梅雨は嫌いだ!こんな日はサントラを聴くに限る!という気持ちで仕事していた。ついついエモーショナルに走る。

Carol 「怒り」オリジナル・サウンドトラック koko

小さい時に大好きだったドラマは、「やまとなでしこ」と「愛し君へ」で、特に「愛し君へ」はビデオテープが擦り切れるほど、何度も何度も見ていた。本当に美しくて特別なドラマだった。最近になって脚本が坂元裕二さんだったということを知った。

泉谷しげるさんが演じた不器用な父を、おぼろげに思い出すだけで泣いてしまう。海辺で、娘の名前の意味を打ち明けるシーン。小学生とかそのくらいに見たドラマのワンシーンが今も消えなくて、多分わたしを形成する何かの大事な部分を占めている。

そんなことを思ってから、Youtube森山直太朗の「愛し君へ」をずっと聞いている。


森山直太朗 愛し君へ(LIVE)

一曲聞くと、そこから好きそうな歌を流し続けてくれるYoutubeはすごくすごく有能だけど、どこから始めても結局ミスチルにたどり着き、そこから自動的に永遠ミスチル地獄に陥るこの現象に名前をつけたい。いやミスチルはだいすきだ言うまでもなく素晴らしいんだけど、どの入り口から入っても最終点はミスチルにたどり着く無限ループ。

» 保存済みの行:
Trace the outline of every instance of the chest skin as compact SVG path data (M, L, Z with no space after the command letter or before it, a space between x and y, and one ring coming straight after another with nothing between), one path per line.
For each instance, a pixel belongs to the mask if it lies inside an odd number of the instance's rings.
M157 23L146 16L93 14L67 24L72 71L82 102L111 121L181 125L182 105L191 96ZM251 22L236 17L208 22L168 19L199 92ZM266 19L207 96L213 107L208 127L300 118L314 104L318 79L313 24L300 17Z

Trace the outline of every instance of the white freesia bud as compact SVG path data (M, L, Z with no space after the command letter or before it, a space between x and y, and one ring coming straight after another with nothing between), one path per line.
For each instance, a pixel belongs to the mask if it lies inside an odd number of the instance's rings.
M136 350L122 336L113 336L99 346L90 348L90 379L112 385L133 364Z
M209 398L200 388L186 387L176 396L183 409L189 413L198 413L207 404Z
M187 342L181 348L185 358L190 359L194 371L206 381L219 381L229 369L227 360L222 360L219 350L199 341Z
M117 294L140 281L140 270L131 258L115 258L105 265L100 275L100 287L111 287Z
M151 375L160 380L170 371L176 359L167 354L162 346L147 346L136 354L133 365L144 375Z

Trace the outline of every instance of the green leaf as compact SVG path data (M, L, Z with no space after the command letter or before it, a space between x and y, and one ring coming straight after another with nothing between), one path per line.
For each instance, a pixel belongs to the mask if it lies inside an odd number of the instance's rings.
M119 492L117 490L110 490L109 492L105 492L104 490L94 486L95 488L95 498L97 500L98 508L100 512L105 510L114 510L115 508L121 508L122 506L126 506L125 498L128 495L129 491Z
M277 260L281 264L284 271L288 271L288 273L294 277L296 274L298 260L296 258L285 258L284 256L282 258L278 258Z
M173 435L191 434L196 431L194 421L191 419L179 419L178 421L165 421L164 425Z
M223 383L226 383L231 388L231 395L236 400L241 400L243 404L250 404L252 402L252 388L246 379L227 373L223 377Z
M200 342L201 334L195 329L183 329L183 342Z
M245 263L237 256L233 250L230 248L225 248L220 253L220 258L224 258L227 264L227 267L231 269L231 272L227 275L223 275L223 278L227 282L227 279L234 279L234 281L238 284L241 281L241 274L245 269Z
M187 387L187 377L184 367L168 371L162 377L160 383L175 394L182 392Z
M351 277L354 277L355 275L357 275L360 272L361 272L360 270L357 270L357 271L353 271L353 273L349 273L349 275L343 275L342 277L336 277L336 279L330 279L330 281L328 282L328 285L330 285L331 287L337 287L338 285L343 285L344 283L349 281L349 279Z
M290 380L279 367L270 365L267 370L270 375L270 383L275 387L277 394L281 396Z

» 記述課題: 抜粋文のうち、「Carol 「怒り」オリジナル・サウンドトラック koko」から「し君へ」をずっと聞いている。」までのすべてを、一字も変えずに出力しなさい。

» 正答:
Carol 「怒り」オリジナル・サウンドトラック koko

小さい時に大好きだったドラマは、「やまとなでしこ」と「愛し君へ」で、特に「愛し君へ」はビデオテープが擦り切れるほど、何度も何度も見ていた。本当に美しくて特別なドラマだった。最近になって脚本が坂元裕二さんだったということを知った。

泉谷しげるさんが演じた不器用な父を、おぼろげに思い出すだけで泣いてしまう。海辺で、娘の名前の意味を打ち明けるシーン。小学生とかそのくらいに見たドラマのワンシーンが今も消えなくて、多分わたしを形成する何かの大事な部分を占めている。

そんなことを思ってから、Youtube森山直太朗の「愛し君へ」をずっと聞いている。